→ TASK STATEMENT:
When the string "backsplash" occurs in a line of the records, show that line.

Content starts

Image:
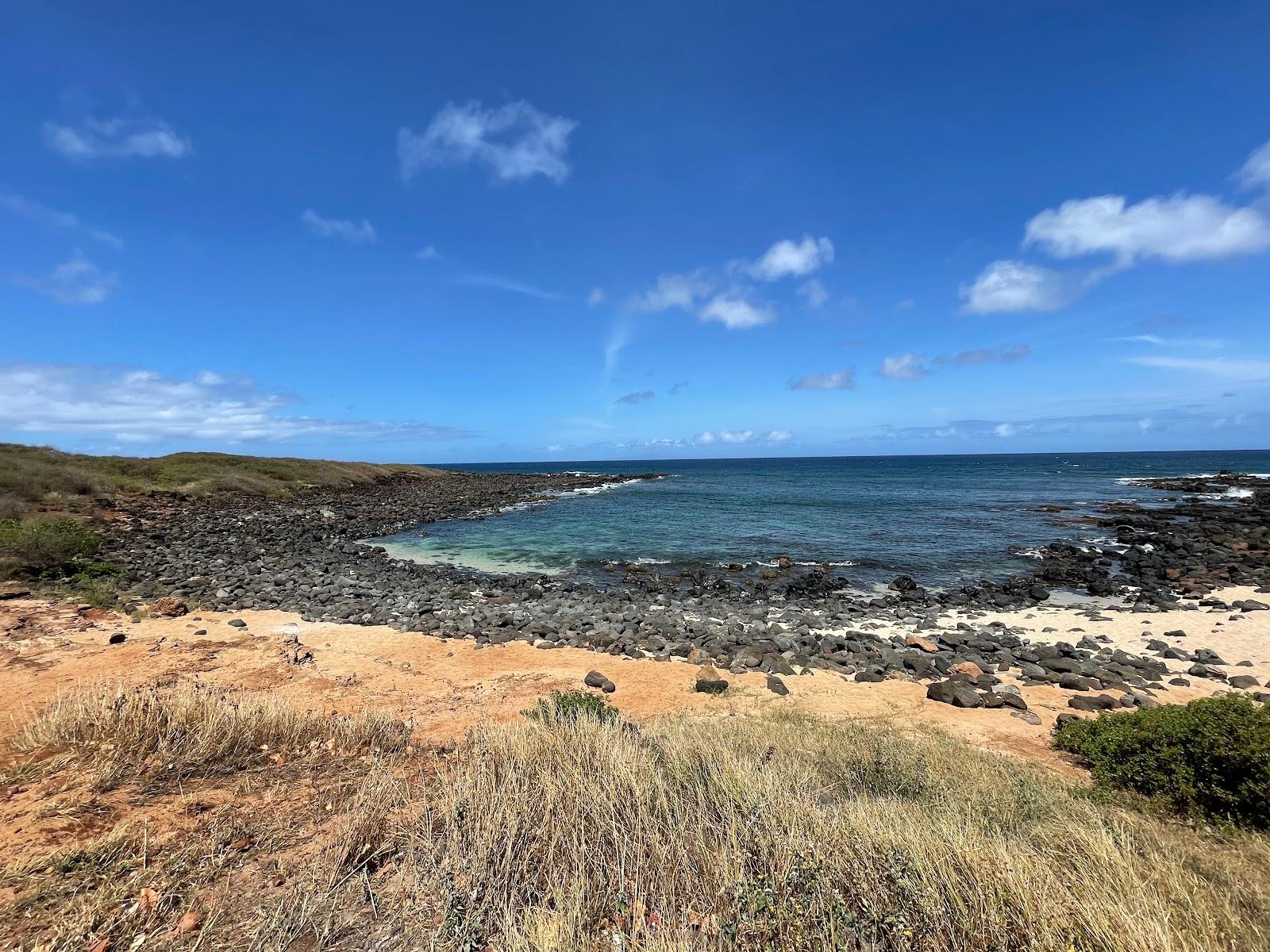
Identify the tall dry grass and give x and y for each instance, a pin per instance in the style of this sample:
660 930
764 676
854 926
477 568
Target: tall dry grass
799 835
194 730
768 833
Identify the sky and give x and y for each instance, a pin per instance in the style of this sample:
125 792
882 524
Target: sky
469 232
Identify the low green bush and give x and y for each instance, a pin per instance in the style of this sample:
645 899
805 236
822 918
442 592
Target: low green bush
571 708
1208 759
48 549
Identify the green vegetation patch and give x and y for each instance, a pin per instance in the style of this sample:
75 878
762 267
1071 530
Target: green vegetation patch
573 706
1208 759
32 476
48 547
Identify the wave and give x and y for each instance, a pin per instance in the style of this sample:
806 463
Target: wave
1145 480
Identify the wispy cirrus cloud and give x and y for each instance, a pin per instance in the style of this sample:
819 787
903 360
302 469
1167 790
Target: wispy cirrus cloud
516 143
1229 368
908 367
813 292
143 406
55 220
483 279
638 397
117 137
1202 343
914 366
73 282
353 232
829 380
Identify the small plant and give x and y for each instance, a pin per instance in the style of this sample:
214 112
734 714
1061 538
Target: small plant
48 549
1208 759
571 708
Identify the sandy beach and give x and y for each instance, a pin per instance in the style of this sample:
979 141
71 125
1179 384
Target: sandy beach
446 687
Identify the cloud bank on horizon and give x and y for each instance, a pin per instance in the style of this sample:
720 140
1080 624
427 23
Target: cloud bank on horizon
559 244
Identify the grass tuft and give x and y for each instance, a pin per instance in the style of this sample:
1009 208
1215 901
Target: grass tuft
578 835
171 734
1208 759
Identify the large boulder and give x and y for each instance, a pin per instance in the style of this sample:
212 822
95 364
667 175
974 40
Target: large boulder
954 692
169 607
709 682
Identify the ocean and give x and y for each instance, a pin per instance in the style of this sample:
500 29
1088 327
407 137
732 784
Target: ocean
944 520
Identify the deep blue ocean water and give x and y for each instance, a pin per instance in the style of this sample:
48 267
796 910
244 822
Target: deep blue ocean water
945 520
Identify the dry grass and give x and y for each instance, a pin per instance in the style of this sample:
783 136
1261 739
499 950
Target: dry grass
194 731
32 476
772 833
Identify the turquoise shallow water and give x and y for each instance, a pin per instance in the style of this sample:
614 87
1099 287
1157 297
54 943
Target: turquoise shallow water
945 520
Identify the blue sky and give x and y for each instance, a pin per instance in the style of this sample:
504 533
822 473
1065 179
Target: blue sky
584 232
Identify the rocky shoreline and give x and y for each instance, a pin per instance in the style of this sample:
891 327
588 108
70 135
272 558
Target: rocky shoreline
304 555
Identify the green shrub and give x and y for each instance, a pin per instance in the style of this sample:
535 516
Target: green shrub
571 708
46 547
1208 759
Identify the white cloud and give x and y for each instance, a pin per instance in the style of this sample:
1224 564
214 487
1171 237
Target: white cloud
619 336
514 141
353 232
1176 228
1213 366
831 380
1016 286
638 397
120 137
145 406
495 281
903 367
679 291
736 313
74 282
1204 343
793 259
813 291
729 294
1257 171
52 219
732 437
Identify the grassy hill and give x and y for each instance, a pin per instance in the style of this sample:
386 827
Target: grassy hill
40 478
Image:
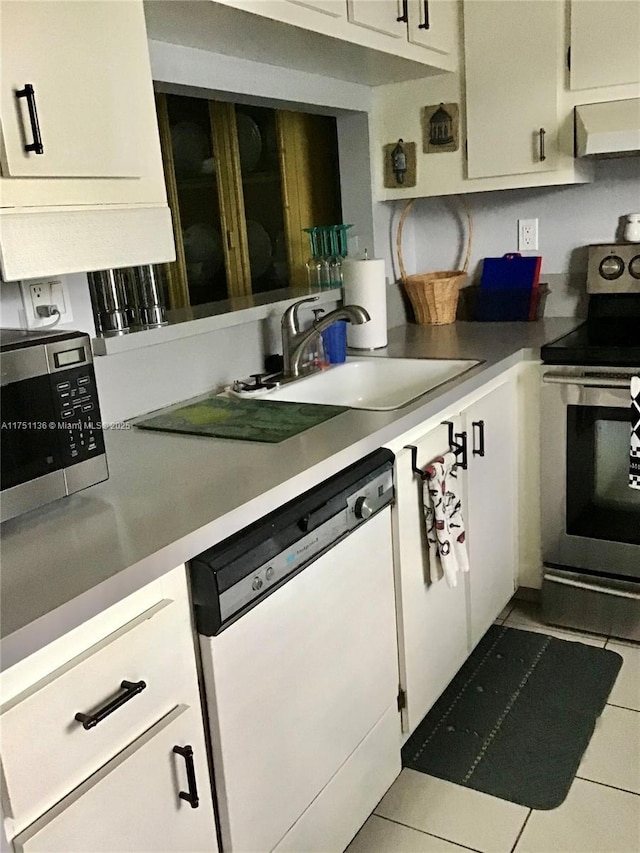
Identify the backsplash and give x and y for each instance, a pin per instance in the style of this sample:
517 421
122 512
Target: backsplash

Content ends

→ EXERCISE RESPONSE:
Identify the backsplash and give x and y for each instance, a pin per instance in the style of this sample:
Target: backsplash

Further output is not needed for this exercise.